◆ **Problem statement**:
Set down the entries once more exactly as they were written.
Segment Start: Entries supplied
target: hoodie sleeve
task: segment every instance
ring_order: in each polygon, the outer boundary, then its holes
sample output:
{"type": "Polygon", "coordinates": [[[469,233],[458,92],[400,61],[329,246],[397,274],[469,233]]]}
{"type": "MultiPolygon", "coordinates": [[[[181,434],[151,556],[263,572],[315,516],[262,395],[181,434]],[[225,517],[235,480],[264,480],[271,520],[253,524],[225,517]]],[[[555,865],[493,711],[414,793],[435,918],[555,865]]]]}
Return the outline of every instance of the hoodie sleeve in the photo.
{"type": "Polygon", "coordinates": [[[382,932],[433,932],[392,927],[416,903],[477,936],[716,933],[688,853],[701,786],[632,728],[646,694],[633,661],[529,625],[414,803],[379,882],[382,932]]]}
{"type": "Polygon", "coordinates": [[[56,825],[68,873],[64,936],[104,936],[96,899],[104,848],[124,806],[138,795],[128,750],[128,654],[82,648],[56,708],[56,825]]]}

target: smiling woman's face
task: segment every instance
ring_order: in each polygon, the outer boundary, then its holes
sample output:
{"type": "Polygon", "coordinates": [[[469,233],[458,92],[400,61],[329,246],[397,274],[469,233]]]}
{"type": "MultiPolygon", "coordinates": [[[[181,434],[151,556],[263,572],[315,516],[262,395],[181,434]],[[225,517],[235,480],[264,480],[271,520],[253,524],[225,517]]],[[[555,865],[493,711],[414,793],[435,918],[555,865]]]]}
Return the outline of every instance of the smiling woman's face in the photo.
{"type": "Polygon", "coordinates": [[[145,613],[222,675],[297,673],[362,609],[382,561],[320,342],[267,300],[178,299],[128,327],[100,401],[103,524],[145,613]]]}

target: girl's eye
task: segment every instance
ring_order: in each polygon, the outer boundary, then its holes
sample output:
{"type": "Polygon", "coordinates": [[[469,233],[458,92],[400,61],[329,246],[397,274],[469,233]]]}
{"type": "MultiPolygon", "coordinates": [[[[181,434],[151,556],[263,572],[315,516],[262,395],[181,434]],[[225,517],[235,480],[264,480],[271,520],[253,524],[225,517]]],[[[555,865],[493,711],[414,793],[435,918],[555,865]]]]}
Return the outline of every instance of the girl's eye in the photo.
Segment End: Entries supplied
◆ **Problem solution**:
target: hoodie sleeve
task: segment every instance
ring_order: in each polygon, the outer boundary, then its holes
sample output:
{"type": "Polygon", "coordinates": [[[469,233],[458,92],[400,61],[329,246],[397,274],[469,233]]]}
{"type": "MultiPolygon", "coordinates": [[[[181,434],[151,556],[263,572],[315,516],[262,395],[181,434]],[[225,517],[235,480],[264,480],[271,520],[253,524],[225,517]]],[[[555,865],[493,711],[414,793],[435,918],[555,865]]]]}
Return the outline of every instance of the hoodie sleeve in the photo.
{"type": "Polygon", "coordinates": [[[382,932],[433,932],[392,927],[416,903],[477,936],[716,933],[688,853],[701,786],[632,728],[646,694],[633,661],[529,625],[414,803],[379,882],[382,932]]]}
{"type": "Polygon", "coordinates": [[[56,825],[68,873],[64,936],[104,936],[96,899],[104,848],[124,806],[138,795],[128,750],[128,654],[82,648],[56,708],[56,825]]]}

target: smiling woman's face
task: segment every instance
ring_order: in each polygon, the outer boundary, then its holes
sample output:
{"type": "Polygon", "coordinates": [[[469,233],[458,92],[400,61],[329,246],[397,274],[469,233]]]}
{"type": "MultiPolygon", "coordinates": [[[[181,434],[151,556],[263,572],[315,516],[262,395],[181,434]],[[225,517],[235,480],[264,480],[271,520],[253,524],[225,517]]],[[[555,865],[493,711],[414,793],[435,918],[555,865]]]]}
Return the outline of every instance of the smiling woman's face in the photo.
{"type": "Polygon", "coordinates": [[[145,613],[222,675],[297,673],[362,609],[382,561],[320,342],[267,300],[178,299],[128,327],[100,401],[103,524],[145,613]]]}

target: girl's eye
task: segment every instance
ring_order: in each polygon, the outer boundary, then its holes
sample output:
{"type": "Polygon", "coordinates": [[[469,233],[458,92],[400,61],[329,246],[397,274],[469,233]]]}
{"type": "MultiPolygon", "coordinates": [[[[181,434],[151,556],[263,572],[315,516],[262,395],[181,434]],[[225,517],[235,480],[264,480],[271,520],[253,524],[225,517]]],[[[555,865],[493,711],[414,793],[435,918],[555,865]]]]}
Return the outline of every instance of the girl's eye in the photo.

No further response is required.